The Clash came into their own with their third LP, London Calling. The success of The Cost of Living EP (which came out in May 1979); their initial North American tours, which had exposed them to luminaries like Bo Diddley, Sam & Dave and Screamin’ Jay Hawkins; and the influence of Guy Stevens, whose urging to place importance on feeling over sterile technical proficiency gave the Clash needed encouragement were the elements critical to London Calling’s formation. Every track was performed with unshakable confidence, relentlessly up-tempo, continually building momentum from their cover of Vince Taylor’s “Brand New Cadillac” to the original closing, “Revolution Rock.” (“Train in Vain,” a last-minute addition, became the Clash’s watershed single in the US.) More impressive was the way the Clash had matured into eloquent storytellers. When what had been a largely autobiographical perspective on The Clash and Give ’Em Enough Rope gave way to a fictional approach, their world suddenly opened up. The well-developed characters in “Wrong ’em Boyo” (the ska continuation of Lloyd Price’s “Stagger Lee”) and “The Right Profile” fit perfectly with revolution-themed song stories like “London Calling,” “Spanish Bombs,” “Clampdown” and Paul Simonon’s impressive songwriting debut, “The Guns of Brixton.” The end result is unusually affecting. As punk and its vaguely-defined sibling “new wave” were musical forms that had regenerated the single, London Calling was among the select few that rehabilitated the rock album.

*Work instructions*.
1 > Answer from the passage on London Calling:
(a) In what month and year did The Cost of Living EP come out?
(b) Which song, added at the last minute, became the Clash's watershed single in the US?
(c) What song was Paul Simonon's songwriting debut?
2 > Put this sentence from the passage on London Calling into Spanish: "More impressive was the way the Clash had matured into eloquent storytellers."

*Excerpts from a detection dataset*.
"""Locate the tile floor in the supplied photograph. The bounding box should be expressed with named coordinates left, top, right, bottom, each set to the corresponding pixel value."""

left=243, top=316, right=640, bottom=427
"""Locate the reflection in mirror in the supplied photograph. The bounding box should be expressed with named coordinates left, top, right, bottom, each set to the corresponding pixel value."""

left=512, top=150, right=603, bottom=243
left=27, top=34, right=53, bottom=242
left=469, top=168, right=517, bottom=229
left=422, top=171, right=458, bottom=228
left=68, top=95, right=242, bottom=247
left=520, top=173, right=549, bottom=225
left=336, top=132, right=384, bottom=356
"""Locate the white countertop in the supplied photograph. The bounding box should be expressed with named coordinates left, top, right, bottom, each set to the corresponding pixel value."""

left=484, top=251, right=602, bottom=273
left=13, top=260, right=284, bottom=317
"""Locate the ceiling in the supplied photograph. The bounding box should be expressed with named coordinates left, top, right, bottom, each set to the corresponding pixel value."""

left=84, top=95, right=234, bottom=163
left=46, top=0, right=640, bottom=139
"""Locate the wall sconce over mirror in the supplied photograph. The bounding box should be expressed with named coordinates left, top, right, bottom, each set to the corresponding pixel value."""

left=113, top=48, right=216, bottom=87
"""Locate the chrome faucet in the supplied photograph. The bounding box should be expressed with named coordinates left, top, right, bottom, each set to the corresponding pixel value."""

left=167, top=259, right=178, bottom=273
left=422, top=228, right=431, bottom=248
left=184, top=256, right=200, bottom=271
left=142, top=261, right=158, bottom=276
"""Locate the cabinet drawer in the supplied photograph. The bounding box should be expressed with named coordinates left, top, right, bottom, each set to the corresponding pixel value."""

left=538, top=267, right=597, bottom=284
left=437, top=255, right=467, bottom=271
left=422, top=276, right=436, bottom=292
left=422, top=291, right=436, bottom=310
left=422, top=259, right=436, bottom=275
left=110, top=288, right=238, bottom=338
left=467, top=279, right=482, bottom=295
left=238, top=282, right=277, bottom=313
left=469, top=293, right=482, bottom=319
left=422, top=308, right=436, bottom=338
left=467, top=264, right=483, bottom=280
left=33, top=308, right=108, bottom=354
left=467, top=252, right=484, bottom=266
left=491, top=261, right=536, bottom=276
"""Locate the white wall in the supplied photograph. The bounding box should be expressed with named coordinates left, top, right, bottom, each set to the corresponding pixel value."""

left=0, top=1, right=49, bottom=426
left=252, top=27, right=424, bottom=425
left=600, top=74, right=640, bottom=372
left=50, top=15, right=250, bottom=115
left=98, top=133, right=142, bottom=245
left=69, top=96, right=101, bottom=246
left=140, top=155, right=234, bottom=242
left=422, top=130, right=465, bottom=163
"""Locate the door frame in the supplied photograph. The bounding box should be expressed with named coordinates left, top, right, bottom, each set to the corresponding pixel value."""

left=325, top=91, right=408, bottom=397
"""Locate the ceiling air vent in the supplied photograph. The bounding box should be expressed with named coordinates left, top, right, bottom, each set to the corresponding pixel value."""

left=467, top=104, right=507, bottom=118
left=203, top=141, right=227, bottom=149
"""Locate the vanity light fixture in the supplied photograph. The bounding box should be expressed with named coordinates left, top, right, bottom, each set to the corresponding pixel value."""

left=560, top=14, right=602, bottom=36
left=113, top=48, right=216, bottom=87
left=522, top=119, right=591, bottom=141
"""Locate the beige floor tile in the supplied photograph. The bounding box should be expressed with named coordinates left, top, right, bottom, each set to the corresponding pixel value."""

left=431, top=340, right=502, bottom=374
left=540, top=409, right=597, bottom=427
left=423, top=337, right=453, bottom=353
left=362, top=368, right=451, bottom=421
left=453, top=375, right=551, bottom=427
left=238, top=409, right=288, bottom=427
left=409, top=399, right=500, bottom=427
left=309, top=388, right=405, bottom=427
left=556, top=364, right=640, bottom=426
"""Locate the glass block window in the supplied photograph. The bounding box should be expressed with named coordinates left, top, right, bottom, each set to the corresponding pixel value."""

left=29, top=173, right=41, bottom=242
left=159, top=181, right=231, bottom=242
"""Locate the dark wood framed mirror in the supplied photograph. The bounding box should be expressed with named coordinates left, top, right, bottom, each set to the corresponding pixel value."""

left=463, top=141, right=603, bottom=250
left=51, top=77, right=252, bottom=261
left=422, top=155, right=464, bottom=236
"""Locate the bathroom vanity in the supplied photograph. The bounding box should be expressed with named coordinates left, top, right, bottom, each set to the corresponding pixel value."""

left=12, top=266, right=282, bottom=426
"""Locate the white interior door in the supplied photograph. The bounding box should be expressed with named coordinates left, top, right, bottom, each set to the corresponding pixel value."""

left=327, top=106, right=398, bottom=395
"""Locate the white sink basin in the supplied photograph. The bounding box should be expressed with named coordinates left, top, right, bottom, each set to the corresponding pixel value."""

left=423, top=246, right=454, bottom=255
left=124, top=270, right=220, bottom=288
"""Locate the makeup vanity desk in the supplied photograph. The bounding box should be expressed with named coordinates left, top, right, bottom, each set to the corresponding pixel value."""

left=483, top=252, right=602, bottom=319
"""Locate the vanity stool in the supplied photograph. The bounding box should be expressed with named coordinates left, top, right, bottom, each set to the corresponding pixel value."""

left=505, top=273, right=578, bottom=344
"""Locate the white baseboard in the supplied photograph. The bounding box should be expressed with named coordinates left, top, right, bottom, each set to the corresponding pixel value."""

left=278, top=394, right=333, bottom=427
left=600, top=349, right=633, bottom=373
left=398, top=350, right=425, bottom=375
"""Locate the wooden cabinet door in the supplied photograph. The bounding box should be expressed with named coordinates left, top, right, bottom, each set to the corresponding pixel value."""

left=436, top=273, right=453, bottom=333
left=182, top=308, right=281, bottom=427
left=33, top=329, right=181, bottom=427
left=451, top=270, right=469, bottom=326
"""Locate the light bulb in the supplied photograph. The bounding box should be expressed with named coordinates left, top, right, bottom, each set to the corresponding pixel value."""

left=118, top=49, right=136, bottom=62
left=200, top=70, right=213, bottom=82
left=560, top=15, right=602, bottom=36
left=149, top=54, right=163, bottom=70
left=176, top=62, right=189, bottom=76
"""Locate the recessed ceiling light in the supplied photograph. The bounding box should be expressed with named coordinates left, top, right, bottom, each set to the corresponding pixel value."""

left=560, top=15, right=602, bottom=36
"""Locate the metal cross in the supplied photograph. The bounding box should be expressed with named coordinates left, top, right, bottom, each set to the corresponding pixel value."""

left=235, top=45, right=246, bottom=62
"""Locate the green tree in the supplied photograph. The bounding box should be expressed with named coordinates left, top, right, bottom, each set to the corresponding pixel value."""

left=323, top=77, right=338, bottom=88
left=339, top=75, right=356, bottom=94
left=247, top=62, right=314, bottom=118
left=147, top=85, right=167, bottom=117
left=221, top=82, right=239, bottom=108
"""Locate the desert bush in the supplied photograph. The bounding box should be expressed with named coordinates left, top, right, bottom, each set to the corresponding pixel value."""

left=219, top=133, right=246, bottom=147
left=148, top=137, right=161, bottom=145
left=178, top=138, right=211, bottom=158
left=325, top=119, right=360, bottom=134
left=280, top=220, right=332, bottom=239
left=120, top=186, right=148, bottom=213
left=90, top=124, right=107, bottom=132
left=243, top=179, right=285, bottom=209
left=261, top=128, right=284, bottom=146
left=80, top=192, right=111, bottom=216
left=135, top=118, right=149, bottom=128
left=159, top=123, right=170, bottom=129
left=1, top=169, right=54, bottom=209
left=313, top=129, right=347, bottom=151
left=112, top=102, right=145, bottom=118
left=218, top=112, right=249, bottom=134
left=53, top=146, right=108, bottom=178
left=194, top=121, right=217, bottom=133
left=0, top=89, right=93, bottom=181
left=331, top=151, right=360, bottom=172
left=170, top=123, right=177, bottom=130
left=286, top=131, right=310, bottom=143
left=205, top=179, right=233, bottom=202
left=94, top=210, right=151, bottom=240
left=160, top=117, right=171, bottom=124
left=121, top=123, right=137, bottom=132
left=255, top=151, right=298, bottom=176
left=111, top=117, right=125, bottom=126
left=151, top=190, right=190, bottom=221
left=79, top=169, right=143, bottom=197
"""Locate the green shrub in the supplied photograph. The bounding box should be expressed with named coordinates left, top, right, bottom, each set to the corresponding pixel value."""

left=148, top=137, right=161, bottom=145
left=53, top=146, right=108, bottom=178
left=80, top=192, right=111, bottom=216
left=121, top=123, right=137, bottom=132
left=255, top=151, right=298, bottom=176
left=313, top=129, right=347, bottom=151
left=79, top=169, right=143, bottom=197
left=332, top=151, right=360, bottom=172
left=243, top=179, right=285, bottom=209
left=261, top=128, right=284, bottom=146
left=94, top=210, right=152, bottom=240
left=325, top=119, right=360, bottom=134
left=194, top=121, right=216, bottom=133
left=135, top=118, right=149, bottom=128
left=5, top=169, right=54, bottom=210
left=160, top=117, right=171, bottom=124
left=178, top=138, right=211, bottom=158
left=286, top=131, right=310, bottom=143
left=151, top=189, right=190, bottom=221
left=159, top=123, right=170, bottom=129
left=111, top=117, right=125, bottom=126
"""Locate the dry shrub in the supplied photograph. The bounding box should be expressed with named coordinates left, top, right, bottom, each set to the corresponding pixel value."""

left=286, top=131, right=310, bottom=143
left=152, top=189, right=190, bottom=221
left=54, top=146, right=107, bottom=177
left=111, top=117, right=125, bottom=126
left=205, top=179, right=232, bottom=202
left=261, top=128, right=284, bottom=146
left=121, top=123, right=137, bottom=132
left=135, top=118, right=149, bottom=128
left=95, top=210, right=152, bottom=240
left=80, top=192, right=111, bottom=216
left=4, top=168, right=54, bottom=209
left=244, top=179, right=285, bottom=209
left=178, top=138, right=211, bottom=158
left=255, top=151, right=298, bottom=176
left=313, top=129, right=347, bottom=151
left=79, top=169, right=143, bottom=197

*Outputs for the tasks*.
1 >
(a) May 1979
(b) "Train in Vain"
(c) "The Guns of Brixton"

2 > Más impresionante fue la manera en que los Clash habían madurado hasta convertirse en narradores elocuentes.